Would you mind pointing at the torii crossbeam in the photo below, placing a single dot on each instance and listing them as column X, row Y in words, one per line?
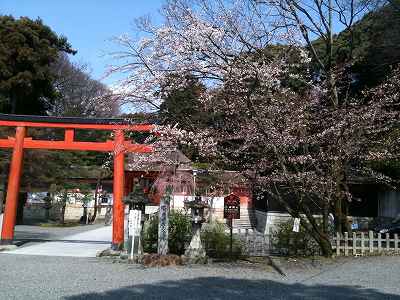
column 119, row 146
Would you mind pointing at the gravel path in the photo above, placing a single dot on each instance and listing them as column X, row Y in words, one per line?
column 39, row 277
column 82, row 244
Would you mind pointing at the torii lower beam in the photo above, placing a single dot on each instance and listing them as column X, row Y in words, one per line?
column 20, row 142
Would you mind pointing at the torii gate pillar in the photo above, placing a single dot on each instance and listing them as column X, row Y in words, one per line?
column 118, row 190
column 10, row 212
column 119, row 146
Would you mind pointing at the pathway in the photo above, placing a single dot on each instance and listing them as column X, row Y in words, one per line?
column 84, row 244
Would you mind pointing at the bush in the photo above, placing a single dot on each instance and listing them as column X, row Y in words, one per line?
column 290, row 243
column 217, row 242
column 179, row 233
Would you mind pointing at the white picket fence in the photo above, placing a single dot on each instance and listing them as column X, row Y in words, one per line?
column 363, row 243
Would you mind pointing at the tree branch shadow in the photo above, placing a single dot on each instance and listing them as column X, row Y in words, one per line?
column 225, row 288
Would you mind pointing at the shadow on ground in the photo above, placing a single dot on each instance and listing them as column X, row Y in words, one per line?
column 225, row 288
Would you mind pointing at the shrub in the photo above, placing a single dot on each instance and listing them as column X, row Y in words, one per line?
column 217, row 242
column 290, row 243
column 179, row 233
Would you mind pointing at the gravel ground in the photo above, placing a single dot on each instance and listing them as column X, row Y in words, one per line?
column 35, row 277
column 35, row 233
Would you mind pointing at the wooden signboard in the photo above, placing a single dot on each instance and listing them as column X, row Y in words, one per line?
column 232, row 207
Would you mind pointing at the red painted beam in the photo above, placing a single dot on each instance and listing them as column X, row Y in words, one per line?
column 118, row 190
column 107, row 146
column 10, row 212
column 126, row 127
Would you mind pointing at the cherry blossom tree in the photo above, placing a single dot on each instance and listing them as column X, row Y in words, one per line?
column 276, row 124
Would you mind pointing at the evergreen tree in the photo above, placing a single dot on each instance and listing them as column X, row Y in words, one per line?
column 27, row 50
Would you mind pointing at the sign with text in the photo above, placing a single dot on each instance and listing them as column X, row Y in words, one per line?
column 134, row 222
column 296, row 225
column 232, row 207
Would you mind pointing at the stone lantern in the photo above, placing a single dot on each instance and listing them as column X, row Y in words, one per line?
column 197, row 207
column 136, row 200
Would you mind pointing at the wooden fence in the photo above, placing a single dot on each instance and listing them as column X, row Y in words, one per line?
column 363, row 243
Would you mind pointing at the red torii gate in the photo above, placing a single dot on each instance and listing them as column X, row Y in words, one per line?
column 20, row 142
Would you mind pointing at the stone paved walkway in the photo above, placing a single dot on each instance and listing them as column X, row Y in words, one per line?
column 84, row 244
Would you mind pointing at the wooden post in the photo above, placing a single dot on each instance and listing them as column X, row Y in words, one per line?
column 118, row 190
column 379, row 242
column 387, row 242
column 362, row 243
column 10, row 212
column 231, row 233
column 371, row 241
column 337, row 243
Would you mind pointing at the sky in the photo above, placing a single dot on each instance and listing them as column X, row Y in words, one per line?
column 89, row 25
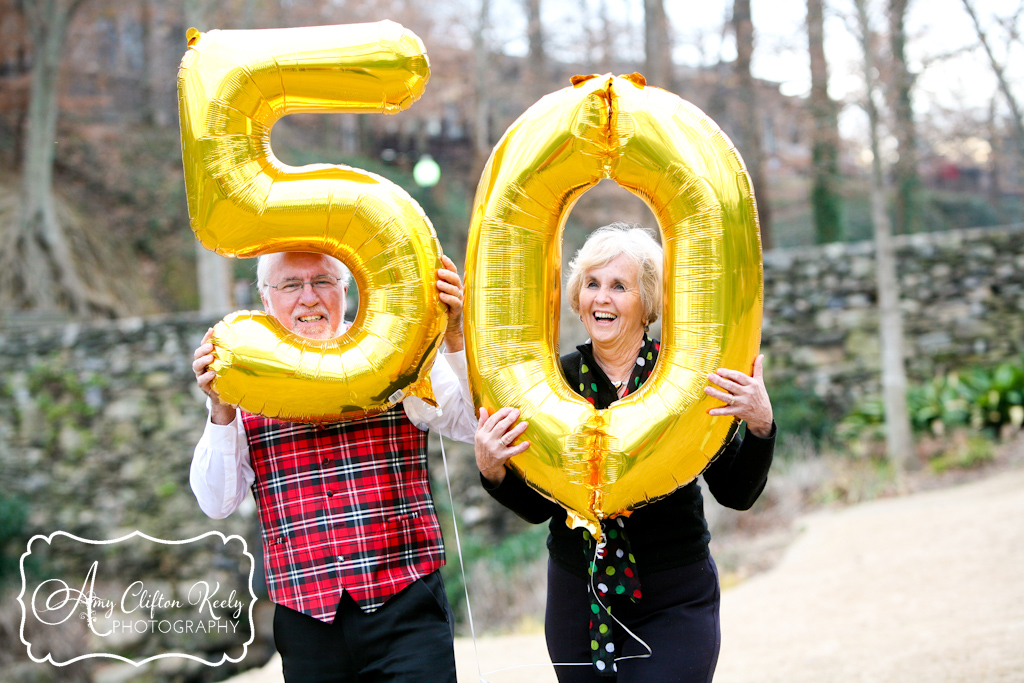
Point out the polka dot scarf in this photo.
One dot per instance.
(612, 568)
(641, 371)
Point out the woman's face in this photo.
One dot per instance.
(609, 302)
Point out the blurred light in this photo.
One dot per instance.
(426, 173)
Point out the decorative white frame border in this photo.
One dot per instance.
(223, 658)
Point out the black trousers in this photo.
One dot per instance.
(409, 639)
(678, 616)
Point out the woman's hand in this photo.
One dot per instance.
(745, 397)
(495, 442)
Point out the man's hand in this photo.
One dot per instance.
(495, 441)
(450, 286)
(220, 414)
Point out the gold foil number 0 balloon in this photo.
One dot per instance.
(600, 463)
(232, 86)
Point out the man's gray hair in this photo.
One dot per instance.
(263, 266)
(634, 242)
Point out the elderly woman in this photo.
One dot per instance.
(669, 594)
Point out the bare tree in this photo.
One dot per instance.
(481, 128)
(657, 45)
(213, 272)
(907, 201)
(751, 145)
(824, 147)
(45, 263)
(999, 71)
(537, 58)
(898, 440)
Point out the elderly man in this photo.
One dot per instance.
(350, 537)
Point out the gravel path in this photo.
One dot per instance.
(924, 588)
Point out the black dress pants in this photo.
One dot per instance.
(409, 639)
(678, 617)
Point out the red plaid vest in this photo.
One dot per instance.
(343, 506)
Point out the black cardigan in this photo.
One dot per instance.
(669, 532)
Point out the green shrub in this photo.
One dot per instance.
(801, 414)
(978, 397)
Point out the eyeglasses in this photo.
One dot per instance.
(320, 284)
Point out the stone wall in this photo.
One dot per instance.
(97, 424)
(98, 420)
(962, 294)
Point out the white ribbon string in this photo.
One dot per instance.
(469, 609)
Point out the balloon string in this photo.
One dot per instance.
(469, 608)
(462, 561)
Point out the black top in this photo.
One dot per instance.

- [What to work on]: Starting at the line above that contains "Point out the bare tree in this photo.", repeat each line exactly up to and including the line that contains "Point out the black dress", and stop there.

- [Result below]:
Point out the bare tree in this photo.
One dot per instance.
(481, 128)
(657, 45)
(213, 272)
(907, 201)
(751, 145)
(824, 147)
(45, 263)
(999, 71)
(537, 58)
(898, 440)
Point out the elderly man in this photo.
One dot per instance.
(350, 537)
Point out the gravel path in this photo.
One dot per instance.
(924, 588)
Point out the black dress pants in this photo.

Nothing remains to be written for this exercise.